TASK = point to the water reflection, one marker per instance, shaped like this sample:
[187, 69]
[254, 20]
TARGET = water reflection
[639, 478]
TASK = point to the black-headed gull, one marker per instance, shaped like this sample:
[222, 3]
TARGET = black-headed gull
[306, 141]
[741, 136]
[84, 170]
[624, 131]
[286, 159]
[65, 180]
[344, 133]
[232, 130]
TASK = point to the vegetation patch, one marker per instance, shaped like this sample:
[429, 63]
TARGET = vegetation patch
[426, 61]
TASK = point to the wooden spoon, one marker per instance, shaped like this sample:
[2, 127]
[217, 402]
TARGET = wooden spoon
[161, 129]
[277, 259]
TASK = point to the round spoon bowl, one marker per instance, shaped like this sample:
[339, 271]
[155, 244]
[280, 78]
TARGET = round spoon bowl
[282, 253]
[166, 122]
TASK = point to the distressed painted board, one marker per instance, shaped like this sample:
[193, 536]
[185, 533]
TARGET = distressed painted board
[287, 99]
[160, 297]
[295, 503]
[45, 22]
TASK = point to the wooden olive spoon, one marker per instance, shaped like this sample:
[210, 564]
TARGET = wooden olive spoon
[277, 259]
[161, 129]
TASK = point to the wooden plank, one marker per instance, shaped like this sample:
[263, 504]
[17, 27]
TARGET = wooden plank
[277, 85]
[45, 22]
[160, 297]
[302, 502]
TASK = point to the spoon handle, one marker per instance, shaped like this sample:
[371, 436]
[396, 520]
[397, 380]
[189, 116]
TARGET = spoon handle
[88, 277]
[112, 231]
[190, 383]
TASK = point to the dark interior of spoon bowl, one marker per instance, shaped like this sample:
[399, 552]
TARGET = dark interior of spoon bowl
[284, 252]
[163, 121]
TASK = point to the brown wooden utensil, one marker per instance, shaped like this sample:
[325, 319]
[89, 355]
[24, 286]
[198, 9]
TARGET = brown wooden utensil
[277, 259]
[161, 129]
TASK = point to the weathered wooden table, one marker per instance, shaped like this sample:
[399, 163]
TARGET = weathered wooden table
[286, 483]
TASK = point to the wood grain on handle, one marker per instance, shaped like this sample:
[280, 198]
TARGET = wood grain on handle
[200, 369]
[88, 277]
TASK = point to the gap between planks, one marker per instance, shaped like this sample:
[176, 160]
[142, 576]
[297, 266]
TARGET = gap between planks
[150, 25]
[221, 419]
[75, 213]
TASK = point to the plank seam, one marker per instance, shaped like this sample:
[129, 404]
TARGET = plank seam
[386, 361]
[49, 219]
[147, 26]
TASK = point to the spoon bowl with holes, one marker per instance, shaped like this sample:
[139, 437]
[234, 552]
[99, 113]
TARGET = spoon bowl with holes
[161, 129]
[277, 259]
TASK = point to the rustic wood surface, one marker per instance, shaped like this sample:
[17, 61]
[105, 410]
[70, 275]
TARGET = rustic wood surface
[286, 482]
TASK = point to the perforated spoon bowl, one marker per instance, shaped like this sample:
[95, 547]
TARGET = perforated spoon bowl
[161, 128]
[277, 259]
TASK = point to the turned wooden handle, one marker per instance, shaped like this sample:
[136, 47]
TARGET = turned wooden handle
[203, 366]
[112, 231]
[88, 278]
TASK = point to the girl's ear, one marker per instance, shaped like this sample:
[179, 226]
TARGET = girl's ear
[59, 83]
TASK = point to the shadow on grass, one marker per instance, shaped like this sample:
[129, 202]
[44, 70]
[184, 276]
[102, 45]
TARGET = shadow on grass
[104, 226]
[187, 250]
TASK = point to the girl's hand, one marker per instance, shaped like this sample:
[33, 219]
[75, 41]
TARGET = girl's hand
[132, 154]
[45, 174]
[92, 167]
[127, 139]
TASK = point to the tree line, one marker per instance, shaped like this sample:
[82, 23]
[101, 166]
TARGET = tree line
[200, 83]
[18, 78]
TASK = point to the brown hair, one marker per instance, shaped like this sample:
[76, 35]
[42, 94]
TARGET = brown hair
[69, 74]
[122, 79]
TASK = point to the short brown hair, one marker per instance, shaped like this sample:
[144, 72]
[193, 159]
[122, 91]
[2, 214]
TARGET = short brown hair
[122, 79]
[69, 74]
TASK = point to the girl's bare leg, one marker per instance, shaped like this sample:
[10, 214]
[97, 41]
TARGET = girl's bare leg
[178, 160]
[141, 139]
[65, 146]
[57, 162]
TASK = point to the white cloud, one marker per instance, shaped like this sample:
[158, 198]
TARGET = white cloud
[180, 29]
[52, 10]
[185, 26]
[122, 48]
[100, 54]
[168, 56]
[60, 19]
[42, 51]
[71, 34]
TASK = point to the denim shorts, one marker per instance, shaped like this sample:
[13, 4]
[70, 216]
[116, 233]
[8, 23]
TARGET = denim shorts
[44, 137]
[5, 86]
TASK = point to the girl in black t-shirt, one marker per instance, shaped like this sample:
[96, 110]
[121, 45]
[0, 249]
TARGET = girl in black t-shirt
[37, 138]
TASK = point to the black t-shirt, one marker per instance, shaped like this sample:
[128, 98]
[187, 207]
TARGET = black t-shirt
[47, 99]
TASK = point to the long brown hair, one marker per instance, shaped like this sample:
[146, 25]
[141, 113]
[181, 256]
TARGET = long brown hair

(INSTRUCTIONS TO FOLLOW): In the listing above, each line with the word "long" is to be copied out.

(OUTPUT FOR THIS TASK):
TASK = point to the long brown hair, one marker per instance, shaped like this sample:
TARGET = long brown hair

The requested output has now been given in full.